● THE DATA

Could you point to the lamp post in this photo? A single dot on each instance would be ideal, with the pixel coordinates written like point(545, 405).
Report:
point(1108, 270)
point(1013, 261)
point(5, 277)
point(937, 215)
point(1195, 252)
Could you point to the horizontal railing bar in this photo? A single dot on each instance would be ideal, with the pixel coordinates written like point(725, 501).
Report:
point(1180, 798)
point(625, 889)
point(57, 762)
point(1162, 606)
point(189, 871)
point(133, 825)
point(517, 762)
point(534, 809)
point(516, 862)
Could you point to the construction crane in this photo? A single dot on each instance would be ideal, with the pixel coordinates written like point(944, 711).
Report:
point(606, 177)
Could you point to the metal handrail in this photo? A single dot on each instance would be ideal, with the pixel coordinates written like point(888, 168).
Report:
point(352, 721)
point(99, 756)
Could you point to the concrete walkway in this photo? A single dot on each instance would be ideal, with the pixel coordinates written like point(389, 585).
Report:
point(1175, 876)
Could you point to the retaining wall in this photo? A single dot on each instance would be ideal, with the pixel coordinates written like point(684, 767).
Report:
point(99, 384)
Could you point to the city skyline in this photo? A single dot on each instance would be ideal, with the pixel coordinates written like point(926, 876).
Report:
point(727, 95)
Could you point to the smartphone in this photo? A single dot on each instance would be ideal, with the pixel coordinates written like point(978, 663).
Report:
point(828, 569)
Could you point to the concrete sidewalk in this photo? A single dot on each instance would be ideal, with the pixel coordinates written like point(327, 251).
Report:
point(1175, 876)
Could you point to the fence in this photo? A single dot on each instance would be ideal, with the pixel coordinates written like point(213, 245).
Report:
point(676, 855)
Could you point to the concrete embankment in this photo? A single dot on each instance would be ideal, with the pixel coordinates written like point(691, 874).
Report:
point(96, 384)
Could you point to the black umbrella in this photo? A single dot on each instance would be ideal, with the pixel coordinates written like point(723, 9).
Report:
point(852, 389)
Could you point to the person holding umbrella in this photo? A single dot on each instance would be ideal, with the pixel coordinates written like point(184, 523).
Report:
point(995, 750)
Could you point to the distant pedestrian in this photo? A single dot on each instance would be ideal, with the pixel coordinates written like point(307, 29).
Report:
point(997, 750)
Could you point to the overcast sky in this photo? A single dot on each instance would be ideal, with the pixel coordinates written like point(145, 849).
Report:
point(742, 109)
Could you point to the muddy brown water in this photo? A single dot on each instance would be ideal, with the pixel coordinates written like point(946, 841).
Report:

● YOUR TASK
Reproduce each record exactly, leaving nothing out.

● EXERCISE RESULT
Could you point to the lamp post in this photo? A single dot on each instance would be ideal, with the pixel coordinates written like point(545, 405).
Report:
point(1108, 270)
point(1013, 261)
point(5, 277)
point(937, 215)
point(1195, 252)
Could you point to the horizontal railing bar in this photo? A single dot on each instance would be ideal, with the pixel coordinates written like point(725, 501).
Report:
point(1180, 798)
point(625, 889)
point(57, 762)
point(1162, 606)
point(189, 871)
point(133, 825)
point(517, 762)
point(534, 809)
point(516, 862)
Could you point to the construction crane in this photo? A single dot on each instance would be ideal, with the pixel coordinates written like point(944, 711).
Report:
point(606, 177)
Could you point to the metal handrail in this photo? A single dot on each instance would be ideal, with the pixel coordinates written like point(888, 168).
Report:
point(352, 721)
point(99, 756)
Could you point to the concrete walkway in this photo? A single dot on each instance would be ideal, with the pixel coordinates written like point(389, 585).
Report:
point(1175, 876)
Could you point to the retaining wall in this photo? A single dot on each instance would be ideal, with the pixel coordinates written like point(684, 767).
Report:
point(99, 384)
Could you point to the city skyline in this photo? A single dot on each instance would be ideal, with the pixel coordinates written like point(926, 876).
Report:
point(727, 95)
Could you point to the smartphone in this photo? A single dot on each instance would be ideal, with the pixel coordinates written like point(978, 663).
Report:
point(828, 569)
Could you point to the concrete sidewalk in this photo? A single dot on each instance would be ideal, with the pixel coordinates written like point(327, 251).
Report:
point(1175, 876)
Could you point to the fence in this photo? A single dot on each instance would be ideal, with the pixel coordinates written like point(213, 245).
Report:
point(676, 855)
Could you point to the concrete embankment in this photo? A single dot on each instance would be ideal, with the pixel coordinates written like point(691, 874).
Report:
point(96, 384)
Could you point to the black umbrella in this photo? A single dot on each instance would be ideal, with the pixel coordinates written like point(723, 9).
Report:
point(852, 389)
Could you point to the person holding umbrella in this photo? A single dot on each instance would be ideal, with the pixel coordinates written like point(184, 523).
Report:
point(995, 750)
Could you point to the distant pedestrian in this photo? A single dot on each instance would be ideal, with the pixel coordinates written like point(307, 29).
Report:
point(997, 750)
Could you point to the overcast sky in this photo? A single dot on each instance would be ideal, with the pixel coordinates written like point(145, 849).
Report:
point(742, 109)
Could you point to the muddy brown water in this photo? A single dot on each instance would be ideal, with the pixel coordinates written like point(946, 841).
Report:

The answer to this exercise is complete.